▸ Extrait
• • • • • • •
Depuis peu, Van Dijck explore les espaces « liminaux », transitoires, évoluant dans une sorte de zone grise, des espaces de déambulation. L’artiste présente ici une œuvre réalisée spécialement pour le Palais des Beaux-Arts. Elle s’inscrit dans l’architecture de la salle d’exposition et voit en l’expérience du visiteur un cheminement capable de susciter chez ce dernier les sensations analogues à celles d’un rite de passage. Le tunnel qu’elle a créé balise ce parcours à travers le Palais, faisant ainsi de ce parcours une œuvre d’art en soi.
Katrin Kamrau
Katrin Kamrau ne se limite pas à rassembler objets, imprimés et photographies de façon arbitraire. Elle les dispose dans l’espace, incitant le spectateur à s’interroger sur l’utilisation de ces images dans les médias et dans la société d’hier et d’aujourd’hui.
• • • • • • •
▸ Données brutes
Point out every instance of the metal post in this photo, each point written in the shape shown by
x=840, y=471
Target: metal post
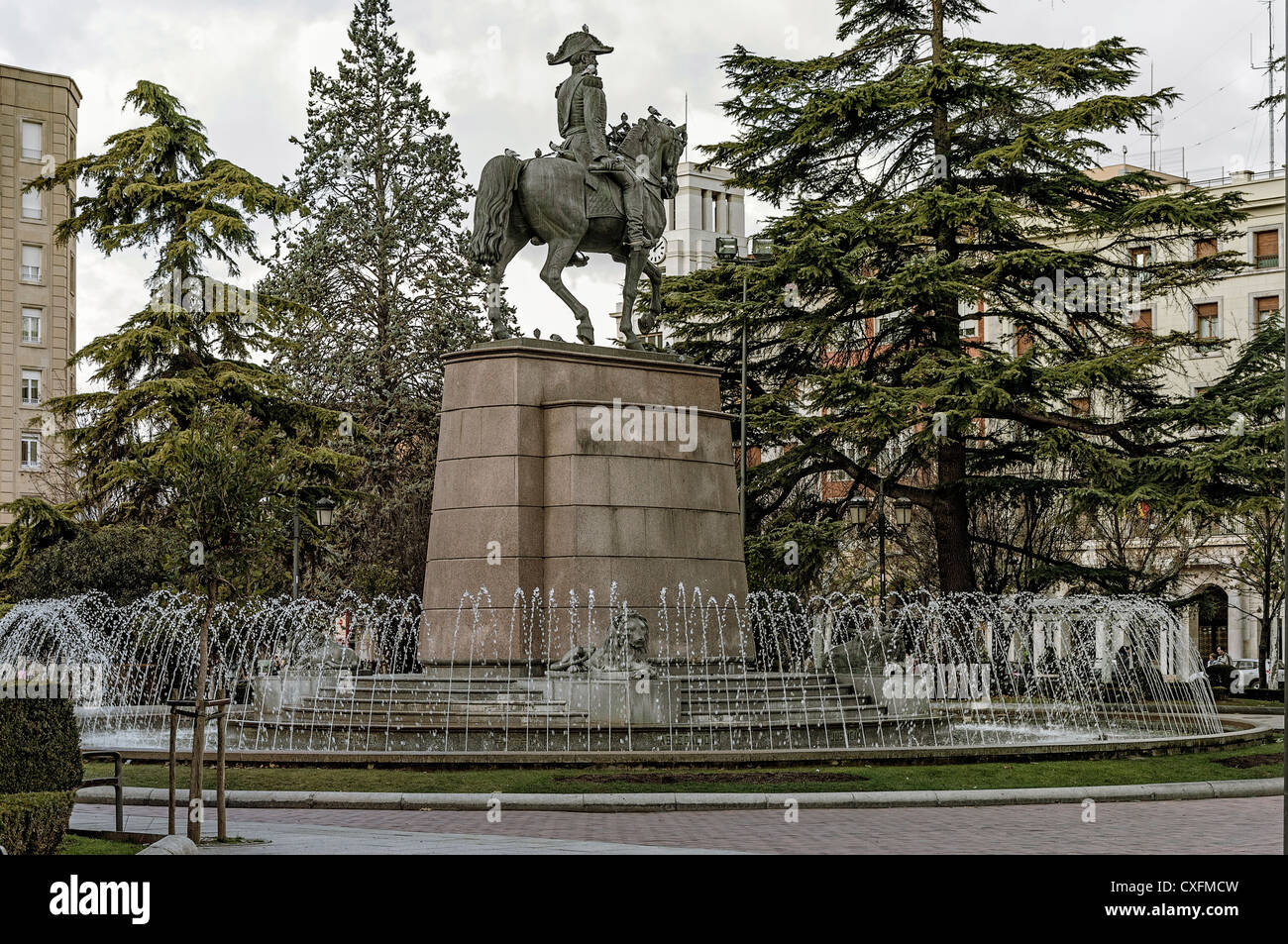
• • • • • • •
▸ Travail demandé
A. Traduisez en anglais cette phrase de l'extrait : « L’artiste présente ici une œuvre réalisée spécialement pour le Palais des Beaux-Arts. »
B. Selon l'extrait, quel type d'espaces Van Dijck explore-t-elle depuis peu ?
C. Prolongez l'extrait sur les œuvres de Van Dijck et de Katrin Kamrau à la suite de sa dernière phrase.
Le matériel fourni n'est pas utile pour cet exercice.

▸ Corrigé de l'exercice
A. Here the artist presents a work created specially for the Palais des Beaux-Arts.

B. Des espaces « liminaux », transitoires, évoluant dans une sorte de zone grise : des espaces de déambulation.

C.
SPEKTRUM*objekt18(portrait)II (2015) présente 43 portraits contenant chacun un pourcentage trop élevé ou trop faible de jaune (Y) ou de magenta (M). Ces imprimés sont basés sur un diagramme de couleurs extrait du livre La Photographie pour tous (The Joy of Photography, Eastman Kodak Company, Addison-Wesley Publishing Company, 1979). À l’ère de l’analogique, le photographe utilisait ce type de schéma dans le but de réaliser très rapidement une série de clichés aussi neutres que possible. Kamrau y décèle l’empreinte d’une pensée proprement occidentale.
L’artiste questionne également ce mode de pensée dans SPEKTRUM*shelf (2013). Six étagères exposant des clichés se centrent chacune sur un paramètre de la photographie : le temps, le regard du spectateur, la perception, la lumière, la composition…. En appréhendant l’ensemble, vous prenez conscience du pouvoir exercé par le photographe sur la personne faisant face à l’objectif.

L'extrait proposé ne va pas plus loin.